__Task statement__. Find each line in the data that contains the word "hair" and copy those lines out in full.

__Given information__.
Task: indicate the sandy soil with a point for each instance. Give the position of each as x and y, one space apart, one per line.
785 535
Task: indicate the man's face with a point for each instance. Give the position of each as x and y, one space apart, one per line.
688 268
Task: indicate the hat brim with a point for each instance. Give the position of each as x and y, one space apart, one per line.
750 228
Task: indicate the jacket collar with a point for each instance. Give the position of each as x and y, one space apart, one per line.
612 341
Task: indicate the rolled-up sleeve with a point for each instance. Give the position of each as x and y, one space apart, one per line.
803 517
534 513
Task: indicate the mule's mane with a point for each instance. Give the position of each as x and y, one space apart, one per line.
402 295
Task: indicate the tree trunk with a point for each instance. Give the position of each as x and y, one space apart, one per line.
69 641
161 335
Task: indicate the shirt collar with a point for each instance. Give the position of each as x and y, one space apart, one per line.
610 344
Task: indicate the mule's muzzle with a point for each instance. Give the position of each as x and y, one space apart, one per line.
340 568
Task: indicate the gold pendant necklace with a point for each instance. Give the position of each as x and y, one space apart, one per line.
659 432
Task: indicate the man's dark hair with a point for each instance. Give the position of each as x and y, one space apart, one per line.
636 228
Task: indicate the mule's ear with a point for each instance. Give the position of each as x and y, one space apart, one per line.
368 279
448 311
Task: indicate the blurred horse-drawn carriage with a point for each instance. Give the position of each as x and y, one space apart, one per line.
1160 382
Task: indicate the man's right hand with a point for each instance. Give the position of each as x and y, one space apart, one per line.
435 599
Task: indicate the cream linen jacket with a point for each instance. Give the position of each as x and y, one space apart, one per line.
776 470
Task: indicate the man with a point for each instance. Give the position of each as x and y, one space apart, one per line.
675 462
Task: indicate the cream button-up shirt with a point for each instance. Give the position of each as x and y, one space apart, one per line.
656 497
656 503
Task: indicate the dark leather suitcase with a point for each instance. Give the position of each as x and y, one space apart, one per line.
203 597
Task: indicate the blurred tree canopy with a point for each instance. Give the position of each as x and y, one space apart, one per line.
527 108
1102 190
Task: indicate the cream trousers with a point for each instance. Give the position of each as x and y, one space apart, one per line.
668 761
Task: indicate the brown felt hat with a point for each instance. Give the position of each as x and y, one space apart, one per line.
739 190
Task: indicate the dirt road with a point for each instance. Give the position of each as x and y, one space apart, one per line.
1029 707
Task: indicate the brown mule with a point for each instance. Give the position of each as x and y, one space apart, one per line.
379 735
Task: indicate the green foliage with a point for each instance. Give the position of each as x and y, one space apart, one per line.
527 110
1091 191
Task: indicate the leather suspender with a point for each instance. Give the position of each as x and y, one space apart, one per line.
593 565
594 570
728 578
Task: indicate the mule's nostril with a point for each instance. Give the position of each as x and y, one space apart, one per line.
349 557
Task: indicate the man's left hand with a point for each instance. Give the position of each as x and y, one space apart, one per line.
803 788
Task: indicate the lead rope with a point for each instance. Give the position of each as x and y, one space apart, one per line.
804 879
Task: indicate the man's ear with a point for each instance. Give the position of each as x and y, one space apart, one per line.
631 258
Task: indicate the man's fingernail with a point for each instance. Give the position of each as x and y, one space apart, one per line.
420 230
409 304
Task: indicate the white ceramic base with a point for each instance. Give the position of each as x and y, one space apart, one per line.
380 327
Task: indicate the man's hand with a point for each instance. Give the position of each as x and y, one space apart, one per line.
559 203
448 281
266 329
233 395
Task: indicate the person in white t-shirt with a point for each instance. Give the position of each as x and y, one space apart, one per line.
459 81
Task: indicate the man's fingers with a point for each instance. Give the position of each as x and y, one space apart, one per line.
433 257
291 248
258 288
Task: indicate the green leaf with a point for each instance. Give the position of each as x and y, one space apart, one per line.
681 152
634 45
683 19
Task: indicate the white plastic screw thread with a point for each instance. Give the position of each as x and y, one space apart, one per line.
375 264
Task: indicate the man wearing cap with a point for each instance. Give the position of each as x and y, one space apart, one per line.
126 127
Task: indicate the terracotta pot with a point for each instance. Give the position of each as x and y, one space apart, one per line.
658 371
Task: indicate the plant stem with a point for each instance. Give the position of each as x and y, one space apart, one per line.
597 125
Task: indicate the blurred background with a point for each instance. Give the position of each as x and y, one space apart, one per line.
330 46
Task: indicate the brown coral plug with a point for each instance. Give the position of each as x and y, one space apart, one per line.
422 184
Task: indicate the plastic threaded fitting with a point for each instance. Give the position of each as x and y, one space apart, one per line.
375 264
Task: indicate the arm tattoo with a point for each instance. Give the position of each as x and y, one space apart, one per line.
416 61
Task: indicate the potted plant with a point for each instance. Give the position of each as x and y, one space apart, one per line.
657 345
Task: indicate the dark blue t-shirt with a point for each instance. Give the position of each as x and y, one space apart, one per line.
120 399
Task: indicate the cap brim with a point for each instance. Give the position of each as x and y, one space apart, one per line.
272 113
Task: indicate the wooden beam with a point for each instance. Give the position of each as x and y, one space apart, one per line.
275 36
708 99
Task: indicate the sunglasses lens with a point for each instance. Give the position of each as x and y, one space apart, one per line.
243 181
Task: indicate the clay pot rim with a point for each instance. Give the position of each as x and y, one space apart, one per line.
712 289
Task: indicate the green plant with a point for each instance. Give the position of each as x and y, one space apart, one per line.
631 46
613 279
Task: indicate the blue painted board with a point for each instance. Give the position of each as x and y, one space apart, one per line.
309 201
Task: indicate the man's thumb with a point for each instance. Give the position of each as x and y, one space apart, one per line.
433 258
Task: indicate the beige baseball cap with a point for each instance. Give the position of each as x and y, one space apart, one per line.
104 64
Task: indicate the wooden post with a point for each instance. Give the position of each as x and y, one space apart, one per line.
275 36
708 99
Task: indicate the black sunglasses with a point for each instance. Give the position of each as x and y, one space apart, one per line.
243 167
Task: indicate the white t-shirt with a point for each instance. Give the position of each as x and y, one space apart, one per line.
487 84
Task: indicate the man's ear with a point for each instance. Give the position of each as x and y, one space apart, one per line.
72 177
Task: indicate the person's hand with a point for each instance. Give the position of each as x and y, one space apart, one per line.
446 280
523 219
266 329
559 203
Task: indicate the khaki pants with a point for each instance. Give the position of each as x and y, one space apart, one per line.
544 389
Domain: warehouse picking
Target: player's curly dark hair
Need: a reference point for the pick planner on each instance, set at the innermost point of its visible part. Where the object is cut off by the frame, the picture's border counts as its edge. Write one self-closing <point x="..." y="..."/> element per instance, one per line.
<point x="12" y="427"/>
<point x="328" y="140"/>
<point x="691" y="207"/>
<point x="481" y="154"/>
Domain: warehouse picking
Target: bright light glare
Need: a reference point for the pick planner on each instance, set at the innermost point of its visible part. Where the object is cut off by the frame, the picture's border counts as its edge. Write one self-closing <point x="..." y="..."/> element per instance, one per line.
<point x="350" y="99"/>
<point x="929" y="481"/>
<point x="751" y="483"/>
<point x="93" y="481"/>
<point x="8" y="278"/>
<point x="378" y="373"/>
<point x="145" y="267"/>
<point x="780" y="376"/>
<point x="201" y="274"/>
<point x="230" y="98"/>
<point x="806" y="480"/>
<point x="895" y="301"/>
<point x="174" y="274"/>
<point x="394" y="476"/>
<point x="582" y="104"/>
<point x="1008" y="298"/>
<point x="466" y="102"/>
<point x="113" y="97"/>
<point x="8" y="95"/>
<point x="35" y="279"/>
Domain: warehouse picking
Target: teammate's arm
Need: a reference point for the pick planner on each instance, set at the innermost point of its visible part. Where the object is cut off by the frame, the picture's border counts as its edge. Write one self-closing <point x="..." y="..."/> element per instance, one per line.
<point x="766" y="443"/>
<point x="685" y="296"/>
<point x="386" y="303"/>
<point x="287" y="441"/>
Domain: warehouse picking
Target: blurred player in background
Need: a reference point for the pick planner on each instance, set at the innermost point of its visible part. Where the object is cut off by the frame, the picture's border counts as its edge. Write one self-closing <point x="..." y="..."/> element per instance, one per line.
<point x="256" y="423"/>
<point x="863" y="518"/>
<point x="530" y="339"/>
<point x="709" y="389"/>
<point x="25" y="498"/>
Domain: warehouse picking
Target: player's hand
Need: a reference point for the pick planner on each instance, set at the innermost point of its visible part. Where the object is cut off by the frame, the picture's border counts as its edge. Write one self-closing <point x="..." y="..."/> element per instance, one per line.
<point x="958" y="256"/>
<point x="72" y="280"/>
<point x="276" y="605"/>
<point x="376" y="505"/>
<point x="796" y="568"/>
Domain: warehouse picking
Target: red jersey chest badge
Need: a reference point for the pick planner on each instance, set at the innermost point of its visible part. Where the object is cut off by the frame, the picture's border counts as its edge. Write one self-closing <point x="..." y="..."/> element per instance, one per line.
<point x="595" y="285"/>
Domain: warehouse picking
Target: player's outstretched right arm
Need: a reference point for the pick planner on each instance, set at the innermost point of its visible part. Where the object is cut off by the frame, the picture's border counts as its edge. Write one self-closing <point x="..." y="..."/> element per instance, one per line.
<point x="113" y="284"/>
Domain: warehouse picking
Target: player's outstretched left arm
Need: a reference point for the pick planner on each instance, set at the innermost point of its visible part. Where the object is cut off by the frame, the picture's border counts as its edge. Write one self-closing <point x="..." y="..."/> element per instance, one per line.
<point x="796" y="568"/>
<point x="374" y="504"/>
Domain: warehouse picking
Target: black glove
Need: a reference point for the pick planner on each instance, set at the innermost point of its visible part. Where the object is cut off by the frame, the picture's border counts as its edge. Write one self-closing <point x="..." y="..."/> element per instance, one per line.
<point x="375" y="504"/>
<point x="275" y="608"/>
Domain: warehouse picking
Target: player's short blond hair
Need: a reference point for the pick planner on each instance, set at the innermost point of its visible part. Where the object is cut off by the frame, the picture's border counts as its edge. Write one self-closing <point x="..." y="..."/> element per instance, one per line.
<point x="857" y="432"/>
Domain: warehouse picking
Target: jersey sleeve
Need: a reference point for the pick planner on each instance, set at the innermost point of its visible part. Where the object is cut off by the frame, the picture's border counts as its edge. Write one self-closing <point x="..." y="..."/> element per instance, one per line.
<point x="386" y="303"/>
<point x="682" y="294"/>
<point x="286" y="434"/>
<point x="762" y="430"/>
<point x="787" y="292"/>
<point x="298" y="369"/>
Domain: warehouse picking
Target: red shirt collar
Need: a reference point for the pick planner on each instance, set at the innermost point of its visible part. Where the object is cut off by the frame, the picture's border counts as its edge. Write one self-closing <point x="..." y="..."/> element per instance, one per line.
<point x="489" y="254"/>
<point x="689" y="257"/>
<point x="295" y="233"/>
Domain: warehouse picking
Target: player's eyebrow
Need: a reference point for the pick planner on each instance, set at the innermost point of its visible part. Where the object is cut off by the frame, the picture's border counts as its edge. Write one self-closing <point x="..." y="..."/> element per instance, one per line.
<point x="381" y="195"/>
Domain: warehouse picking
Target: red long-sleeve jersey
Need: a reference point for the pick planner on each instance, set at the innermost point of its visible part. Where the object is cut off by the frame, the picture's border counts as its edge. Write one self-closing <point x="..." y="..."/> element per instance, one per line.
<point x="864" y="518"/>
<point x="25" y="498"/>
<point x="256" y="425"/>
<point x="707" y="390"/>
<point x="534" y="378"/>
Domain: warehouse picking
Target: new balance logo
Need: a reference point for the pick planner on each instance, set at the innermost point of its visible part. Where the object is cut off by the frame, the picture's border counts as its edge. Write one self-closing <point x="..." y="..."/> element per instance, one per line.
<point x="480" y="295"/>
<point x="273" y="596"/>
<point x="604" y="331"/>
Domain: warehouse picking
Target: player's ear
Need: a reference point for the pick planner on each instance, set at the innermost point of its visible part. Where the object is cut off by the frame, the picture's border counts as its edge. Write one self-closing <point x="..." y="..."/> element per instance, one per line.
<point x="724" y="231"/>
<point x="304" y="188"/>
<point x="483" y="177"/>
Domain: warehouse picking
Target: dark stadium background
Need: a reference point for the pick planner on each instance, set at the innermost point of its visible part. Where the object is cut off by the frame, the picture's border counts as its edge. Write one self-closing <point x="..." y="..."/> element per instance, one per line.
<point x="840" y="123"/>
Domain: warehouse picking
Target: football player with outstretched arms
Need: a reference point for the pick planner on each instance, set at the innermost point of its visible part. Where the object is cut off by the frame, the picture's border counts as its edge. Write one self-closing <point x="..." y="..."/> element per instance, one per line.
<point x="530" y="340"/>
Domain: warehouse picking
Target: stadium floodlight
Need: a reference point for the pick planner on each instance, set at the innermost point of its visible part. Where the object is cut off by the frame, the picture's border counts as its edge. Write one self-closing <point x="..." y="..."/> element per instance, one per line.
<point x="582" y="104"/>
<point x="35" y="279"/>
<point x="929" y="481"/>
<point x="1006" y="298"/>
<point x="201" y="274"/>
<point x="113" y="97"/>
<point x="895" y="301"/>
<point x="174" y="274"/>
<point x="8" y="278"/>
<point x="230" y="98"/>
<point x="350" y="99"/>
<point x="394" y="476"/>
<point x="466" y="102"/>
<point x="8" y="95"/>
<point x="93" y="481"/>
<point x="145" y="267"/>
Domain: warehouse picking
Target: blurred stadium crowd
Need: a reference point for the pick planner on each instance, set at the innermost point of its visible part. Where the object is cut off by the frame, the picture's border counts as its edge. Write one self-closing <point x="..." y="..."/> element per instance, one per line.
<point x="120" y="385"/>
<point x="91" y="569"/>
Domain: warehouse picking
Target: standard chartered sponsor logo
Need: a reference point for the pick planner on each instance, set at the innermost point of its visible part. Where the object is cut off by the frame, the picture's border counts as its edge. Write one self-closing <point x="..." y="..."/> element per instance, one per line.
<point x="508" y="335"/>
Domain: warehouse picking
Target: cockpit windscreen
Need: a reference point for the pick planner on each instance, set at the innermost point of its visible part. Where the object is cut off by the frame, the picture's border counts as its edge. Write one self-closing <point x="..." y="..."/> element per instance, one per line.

__Task response__.
Task: indicate the man's dark hair with a point for each instance. Give the position of each as x and y, one space apart, one per line.
Target: player's curly dark hair
Target: player's short blond hair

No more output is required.